- [Source]:
- - - - - - -
Just as duty of care actions under state corporate law arise in different contexts, so too do duty of care actions in the banking setting. Some arise from the alleged failure of bankers to oversee the bank, while others arise from allegedly poor banker decisions.
Because the standard of liability can vary depending upon the context, it is often a misleading oversimplification to frame the banker liability debate in any particular jurisdiction as a binary choice between negligence and gross negligence. Indeed, the standard of liability can vary by claim within a single state. For example, courts often review claims arising in the oversight context more rigorously than they would review claims that the directors or officers made a poor substantive decision. Similarly, courts may review claims about deficiencies in the decision-making process more rigorously than claims that the decision itself was substantively deficient. Moreover, the standard for any particular claim may require something other than a negligence or gross negligence showing.
We believe that because duty of care liability is more nuanced than negligence versus gross negligence, the application of FIRREA and Atherton to duty of care claims in the banking setting is more complicated than commentators have appreciated.
Finally, because duty of care claims arise in different contexts, and because standards of liability for such claims are defined by state law, FDIC guidelines that ignore context and suggest a nationwide standard of liability are inaccurate. The guidelines are also inconsistent with the FDIC’s practice of aggressively pursuing state law claims. We recommend that the FDIC update its guidelines to help bankers understand this complexity and to allow them to accurately gauge their risk of exposure under the FDIC’s current litigation practices.
Our article integrates the academic literature on the duty of care in the general corporate setting with the literature on the duty of care in the banking setting. It shows that, just as in corporate law, in banking the context of the claim matters. This moves the discussion beyond the simplistic negligence versus gross negligence debate that pervades discussions of bankers’ duty of care.
- - - - - - -
- [Supplied material]:
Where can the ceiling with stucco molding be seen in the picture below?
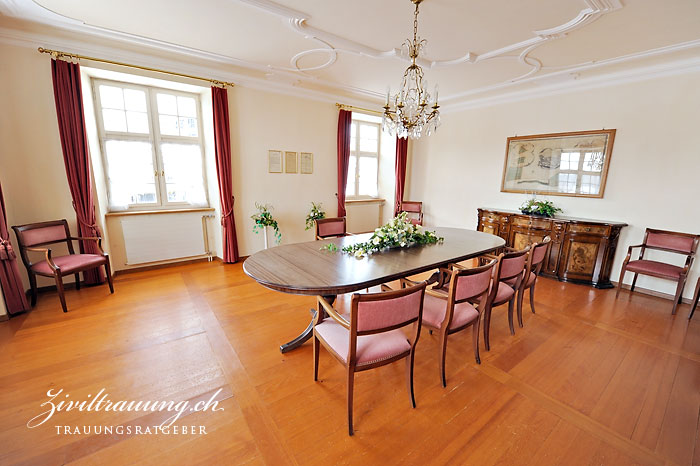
- - - - - - -
- [Request]: Copy the passage on bankers' duty of care word for word, from "Because the standard" to "gross negligence showing.".

- [Exercise response]:
Because the standard of liability can vary depending upon the context, it is often a misleading oversimplification to frame the banker liability debate in any particular jurisdiction as a binary choice between negligence and gross negligence. Indeed, the standard of liability can vary by claim within a single state. For example, courts often review claims arising in the oversight context more rigorously than they would review claims that the directors or officers made a poor substantive decision. Similarly, courts may review claims about deficiencies in the decision-making process more rigorously than claims that the decision itself was substantively deficient. Moreover, the standard for any particular claim may require something other than a negligence or gross negligence showing.